• **Work request**
From the entries below, output the line with "368V355L689 348L683 353L686" and each following line up to and including the line with "positive clicks: (628, 418)", exactly as written.

• **Excerpted records**
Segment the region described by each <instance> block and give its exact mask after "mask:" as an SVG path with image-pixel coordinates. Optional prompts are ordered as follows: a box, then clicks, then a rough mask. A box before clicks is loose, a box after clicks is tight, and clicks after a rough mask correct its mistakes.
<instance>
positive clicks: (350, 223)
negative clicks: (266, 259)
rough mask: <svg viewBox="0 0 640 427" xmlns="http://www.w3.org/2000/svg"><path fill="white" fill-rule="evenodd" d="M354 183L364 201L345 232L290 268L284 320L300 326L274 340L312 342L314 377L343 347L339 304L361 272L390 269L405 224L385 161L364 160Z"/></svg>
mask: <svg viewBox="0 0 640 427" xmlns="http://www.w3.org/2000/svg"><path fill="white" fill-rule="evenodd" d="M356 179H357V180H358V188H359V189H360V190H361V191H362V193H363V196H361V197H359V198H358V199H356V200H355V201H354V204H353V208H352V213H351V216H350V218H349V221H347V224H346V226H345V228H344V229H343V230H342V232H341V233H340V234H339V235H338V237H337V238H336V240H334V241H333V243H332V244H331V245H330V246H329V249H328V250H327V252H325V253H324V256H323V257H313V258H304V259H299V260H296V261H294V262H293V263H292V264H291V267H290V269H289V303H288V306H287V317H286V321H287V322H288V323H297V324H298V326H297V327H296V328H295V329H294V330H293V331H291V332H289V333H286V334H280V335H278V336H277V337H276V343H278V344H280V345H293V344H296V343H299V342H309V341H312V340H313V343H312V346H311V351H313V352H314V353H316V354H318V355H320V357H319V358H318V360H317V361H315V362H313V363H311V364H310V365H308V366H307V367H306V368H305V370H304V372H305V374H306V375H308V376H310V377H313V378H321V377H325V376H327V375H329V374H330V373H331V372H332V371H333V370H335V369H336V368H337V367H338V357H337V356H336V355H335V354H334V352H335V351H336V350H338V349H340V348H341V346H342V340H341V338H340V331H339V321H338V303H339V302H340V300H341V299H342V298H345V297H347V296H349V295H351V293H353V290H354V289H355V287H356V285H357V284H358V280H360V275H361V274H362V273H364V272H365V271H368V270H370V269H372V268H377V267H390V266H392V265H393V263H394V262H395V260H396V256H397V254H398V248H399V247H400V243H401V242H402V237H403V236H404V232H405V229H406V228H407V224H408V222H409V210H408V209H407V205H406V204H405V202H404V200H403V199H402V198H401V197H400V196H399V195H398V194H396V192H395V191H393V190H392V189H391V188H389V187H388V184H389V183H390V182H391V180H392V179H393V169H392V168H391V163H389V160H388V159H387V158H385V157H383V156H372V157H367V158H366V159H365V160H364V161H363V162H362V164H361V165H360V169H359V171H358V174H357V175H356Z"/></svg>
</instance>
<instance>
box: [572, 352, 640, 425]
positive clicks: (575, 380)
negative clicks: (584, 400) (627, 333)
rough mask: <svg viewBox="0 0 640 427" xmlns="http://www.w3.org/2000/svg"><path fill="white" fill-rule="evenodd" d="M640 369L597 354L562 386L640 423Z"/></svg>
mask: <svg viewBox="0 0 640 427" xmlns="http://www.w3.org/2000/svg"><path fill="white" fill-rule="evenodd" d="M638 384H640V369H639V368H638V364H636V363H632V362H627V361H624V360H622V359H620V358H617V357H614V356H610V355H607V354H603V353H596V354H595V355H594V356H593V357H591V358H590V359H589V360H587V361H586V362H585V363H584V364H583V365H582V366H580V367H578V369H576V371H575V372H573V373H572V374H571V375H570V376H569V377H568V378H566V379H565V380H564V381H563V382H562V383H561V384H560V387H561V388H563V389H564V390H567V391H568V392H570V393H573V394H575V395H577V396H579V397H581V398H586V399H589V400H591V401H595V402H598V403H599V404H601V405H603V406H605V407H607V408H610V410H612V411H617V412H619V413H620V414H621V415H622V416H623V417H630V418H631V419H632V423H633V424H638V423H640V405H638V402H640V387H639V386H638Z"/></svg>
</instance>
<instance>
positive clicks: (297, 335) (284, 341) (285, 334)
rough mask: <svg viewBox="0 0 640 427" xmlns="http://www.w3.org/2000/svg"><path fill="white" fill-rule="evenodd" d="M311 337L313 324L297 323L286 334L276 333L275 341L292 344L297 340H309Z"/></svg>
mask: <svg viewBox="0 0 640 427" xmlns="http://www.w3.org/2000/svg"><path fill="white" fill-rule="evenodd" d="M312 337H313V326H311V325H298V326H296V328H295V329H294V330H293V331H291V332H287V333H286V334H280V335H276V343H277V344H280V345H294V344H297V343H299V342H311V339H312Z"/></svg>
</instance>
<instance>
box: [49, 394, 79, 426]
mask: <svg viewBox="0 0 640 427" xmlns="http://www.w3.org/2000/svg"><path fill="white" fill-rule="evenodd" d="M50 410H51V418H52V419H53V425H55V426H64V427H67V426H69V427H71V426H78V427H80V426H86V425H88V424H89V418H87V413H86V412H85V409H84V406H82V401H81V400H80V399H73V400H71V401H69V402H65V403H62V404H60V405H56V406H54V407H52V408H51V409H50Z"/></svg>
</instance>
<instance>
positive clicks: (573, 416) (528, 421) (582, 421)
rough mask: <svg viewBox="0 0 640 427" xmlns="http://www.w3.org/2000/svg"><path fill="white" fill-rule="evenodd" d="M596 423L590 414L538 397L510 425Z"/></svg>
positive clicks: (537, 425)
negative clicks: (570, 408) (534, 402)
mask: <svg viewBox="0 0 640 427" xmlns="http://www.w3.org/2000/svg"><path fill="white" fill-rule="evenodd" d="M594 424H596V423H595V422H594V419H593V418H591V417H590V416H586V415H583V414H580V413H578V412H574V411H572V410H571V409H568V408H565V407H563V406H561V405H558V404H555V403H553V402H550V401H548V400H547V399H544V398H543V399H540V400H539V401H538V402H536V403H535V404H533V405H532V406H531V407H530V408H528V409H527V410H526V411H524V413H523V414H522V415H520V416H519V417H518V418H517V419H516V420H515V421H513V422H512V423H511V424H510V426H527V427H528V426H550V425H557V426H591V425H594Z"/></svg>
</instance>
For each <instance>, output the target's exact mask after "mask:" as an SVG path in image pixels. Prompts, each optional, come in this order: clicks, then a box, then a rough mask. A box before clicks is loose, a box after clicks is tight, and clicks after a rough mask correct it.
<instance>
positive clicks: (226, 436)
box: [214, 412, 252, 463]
==
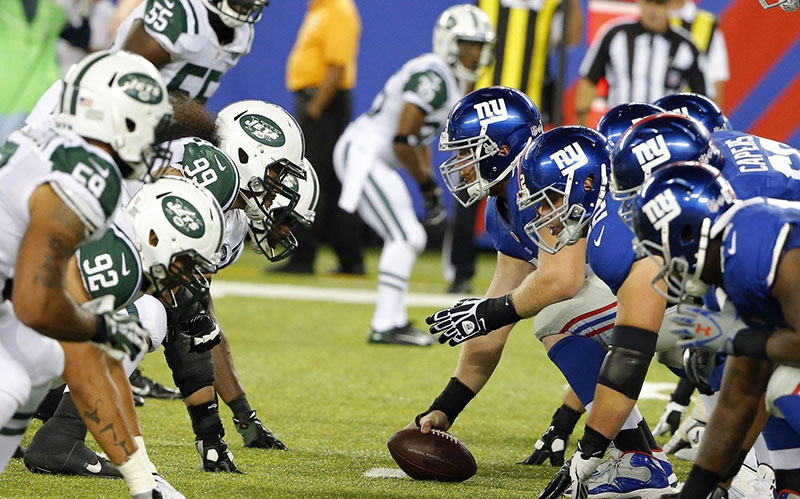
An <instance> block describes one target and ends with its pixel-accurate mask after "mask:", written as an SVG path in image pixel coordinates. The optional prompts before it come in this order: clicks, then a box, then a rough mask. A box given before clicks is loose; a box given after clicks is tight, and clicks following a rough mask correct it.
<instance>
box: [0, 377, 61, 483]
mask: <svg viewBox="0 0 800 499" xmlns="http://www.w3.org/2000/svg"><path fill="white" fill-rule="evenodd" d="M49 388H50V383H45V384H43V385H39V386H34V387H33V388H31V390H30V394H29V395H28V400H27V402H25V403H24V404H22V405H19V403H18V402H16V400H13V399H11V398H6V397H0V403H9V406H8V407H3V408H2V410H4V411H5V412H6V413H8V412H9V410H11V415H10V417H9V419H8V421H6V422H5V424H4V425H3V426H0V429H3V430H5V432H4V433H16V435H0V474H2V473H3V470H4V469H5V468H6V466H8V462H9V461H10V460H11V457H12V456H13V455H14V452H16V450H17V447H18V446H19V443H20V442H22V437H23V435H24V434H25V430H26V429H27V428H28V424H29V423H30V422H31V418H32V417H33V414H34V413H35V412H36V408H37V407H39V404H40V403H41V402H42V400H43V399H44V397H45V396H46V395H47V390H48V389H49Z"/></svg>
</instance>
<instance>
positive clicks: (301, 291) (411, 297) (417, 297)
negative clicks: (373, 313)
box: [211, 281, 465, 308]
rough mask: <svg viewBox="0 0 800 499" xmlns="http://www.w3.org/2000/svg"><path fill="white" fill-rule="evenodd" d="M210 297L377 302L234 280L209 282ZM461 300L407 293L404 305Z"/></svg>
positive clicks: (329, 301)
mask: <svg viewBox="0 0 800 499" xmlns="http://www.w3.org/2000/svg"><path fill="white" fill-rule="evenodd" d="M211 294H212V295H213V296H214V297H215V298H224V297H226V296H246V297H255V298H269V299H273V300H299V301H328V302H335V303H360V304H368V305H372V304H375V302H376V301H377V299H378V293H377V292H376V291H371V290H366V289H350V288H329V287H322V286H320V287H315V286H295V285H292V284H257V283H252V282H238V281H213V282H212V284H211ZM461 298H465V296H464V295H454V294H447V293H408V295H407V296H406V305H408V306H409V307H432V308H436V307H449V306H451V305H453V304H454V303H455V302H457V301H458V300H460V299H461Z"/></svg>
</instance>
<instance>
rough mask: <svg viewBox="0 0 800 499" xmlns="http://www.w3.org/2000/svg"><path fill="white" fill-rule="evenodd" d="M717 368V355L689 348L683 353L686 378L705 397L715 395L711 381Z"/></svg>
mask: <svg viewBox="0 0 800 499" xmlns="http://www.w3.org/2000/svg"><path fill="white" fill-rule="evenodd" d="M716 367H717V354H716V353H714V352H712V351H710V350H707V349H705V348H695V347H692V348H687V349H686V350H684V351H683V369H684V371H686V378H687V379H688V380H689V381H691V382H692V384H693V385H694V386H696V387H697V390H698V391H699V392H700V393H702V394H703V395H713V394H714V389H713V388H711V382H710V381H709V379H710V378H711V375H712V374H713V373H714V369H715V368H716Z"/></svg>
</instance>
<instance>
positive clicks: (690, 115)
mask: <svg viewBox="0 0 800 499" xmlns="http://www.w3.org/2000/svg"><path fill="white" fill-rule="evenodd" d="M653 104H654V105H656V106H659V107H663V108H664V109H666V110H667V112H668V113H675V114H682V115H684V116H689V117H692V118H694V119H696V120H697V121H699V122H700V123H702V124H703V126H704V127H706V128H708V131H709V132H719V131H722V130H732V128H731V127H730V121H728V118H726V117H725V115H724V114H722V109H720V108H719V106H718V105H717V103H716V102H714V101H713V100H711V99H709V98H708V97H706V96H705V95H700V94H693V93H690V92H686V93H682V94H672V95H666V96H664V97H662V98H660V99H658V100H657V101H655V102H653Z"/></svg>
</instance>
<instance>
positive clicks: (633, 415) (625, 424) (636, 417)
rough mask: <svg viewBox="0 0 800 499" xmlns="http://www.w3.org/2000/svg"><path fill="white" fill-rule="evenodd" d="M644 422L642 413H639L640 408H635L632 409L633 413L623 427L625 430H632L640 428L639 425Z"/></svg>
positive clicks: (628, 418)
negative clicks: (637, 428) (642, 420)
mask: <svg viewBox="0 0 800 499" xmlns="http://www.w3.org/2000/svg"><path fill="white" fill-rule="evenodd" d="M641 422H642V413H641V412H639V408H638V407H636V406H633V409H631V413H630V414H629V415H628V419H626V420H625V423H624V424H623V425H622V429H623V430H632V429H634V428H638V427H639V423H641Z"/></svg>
---
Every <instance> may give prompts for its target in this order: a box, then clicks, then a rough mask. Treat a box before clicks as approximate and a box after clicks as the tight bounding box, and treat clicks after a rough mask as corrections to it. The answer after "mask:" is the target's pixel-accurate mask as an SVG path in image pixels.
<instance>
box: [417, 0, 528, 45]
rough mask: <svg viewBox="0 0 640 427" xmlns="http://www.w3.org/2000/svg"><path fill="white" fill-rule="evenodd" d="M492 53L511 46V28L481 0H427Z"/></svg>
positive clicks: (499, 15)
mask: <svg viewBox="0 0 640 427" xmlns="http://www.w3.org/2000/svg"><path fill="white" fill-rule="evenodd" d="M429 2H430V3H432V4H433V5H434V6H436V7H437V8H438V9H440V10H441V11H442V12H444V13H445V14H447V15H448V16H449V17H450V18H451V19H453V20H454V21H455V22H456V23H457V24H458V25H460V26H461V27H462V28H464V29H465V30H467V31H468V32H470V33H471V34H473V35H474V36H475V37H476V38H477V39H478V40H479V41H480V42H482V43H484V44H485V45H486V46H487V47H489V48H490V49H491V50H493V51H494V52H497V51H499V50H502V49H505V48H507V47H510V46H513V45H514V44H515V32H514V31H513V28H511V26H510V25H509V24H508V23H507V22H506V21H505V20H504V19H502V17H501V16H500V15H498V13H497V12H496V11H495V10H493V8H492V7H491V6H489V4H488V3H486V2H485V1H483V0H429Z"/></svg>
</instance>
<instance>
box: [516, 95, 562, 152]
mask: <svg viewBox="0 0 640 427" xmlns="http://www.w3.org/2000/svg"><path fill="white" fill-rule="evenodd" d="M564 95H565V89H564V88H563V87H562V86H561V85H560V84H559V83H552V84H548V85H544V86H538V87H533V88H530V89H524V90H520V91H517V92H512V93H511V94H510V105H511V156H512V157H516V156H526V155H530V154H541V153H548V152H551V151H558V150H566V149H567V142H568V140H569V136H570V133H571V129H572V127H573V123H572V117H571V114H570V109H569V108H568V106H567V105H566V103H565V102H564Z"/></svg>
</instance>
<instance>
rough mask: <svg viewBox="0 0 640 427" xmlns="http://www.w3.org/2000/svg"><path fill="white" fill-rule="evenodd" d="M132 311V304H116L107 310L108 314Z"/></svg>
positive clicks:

• **Result of this task**
rough mask: <svg viewBox="0 0 800 499" xmlns="http://www.w3.org/2000/svg"><path fill="white" fill-rule="evenodd" d="M717 368V355L689 348L683 353L686 378L705 397L715 395L711 381Z"/></svg>
mask: <svg viewBox="0 0 800 499" xmlns="http://www.w3.org/2000/svg"><path fill="white" fill-rule="evenodd" d="M716 367H717V354H716V353H714V352H712V351H710V350H707V349H705V348H695V347H692V348H687V349H686V350H684V351H683V369H684V371H686V378H687V379H688V380H689V381H691V382H692V384H693V385H694V386H696V387H697V390H698V391H699V392H700V393H702V394H703V395H713V394H714V389H713V388H711V382H710V381H709V379H710V378H711V375H712V374H713V373H714V369H715V368H716Z"/></svg>
</instance>
<instance>
positive clicks: (690, 115)
mask: <svg viewBox="0 0 800 499" xmlns="http://www.w3.org/2000/svg"><path fill="white" fill-rule="evenodd" d="M653 104H654V105H656V106H659V107H663V108H664V109H666V110H667V112H668V113H675V114H682V115H684V116H689V117H692V118H694V119H696V120H697V121H699V122H700V123H702V124H703V126H704V127H706V128H708V131H709V132H719V131H722V130H732V128H731V127H730V121H728V118H726V117H725V115H724V114H722V109H720V108H719V106H718V105H717V103H716V102H714V101H713V100H711V99H709V98H708V97H706V96H705V95H700V94H693V93H690V92H686V93H682V94H672V95H666V96H664V97H662V98H660V99H658V100H657V101H655V102H653Z"/></svg>
</instance>
<instance>
positive clicks: (633, 415) (625, 424) (636, 417)
rough mask: <svg viewBox="0 0 800 499" xmlns="http://www.w3.org/2000/svg"><path fill="white" fill-rule="evenodd" d="M644 422L642 413H639L640 408H635L632 409L633 413L623 427L625 430H632L640 428L639 425Z"/></svg>
positive clicks: (628, 418)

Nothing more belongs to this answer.